[Brief] Display each line of the material below that contains the string "Target", copying every such line in full.

**** Data for this task

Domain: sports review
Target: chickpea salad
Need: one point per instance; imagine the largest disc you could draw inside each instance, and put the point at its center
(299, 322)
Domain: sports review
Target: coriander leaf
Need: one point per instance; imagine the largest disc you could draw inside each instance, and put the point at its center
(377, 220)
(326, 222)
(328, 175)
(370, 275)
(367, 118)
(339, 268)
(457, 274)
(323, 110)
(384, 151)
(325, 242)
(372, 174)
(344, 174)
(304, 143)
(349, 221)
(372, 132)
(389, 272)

********
**** Data for this task

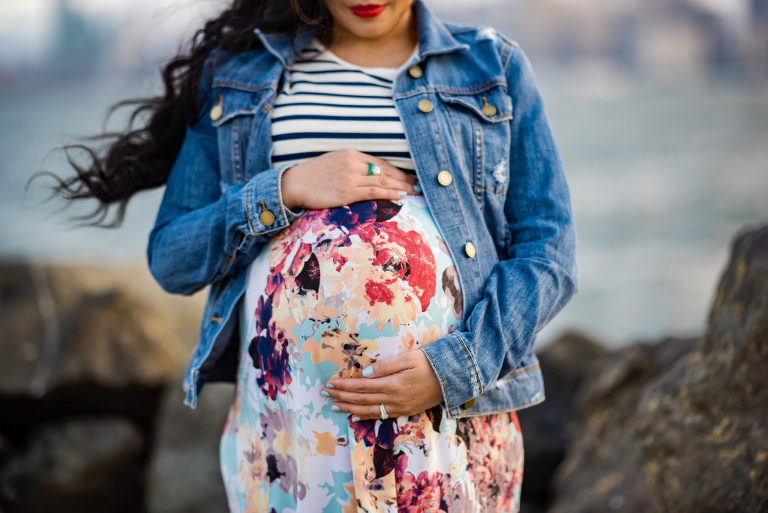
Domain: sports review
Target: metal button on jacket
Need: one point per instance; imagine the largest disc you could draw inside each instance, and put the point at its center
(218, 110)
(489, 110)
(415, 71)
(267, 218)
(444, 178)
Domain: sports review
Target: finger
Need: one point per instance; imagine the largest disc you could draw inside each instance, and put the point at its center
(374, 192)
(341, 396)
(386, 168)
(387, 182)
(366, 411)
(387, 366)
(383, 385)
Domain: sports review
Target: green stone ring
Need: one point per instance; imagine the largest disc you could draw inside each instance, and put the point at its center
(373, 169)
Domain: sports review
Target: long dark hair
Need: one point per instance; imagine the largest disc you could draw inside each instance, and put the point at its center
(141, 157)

********
**** Data for this task

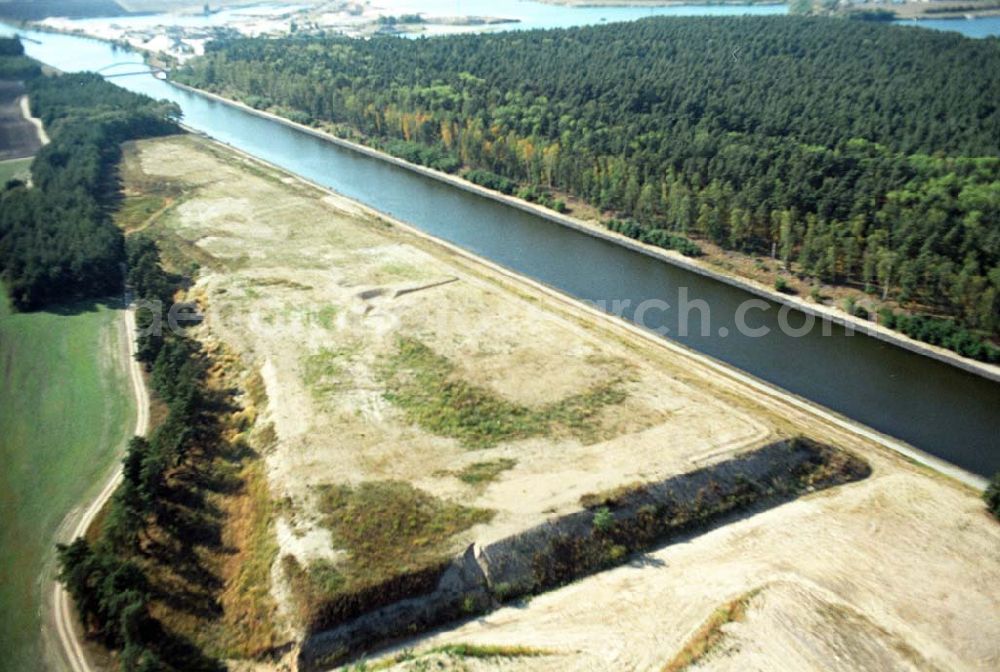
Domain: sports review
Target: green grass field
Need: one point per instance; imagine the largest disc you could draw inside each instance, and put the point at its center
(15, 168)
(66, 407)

********

[Solution to this exercise]
Target: chickpea salad
Target: coriander leaf
Target: metal button on jacket
Target: finger
Target: green stone ring
Target: long dark hair
Target: green grass field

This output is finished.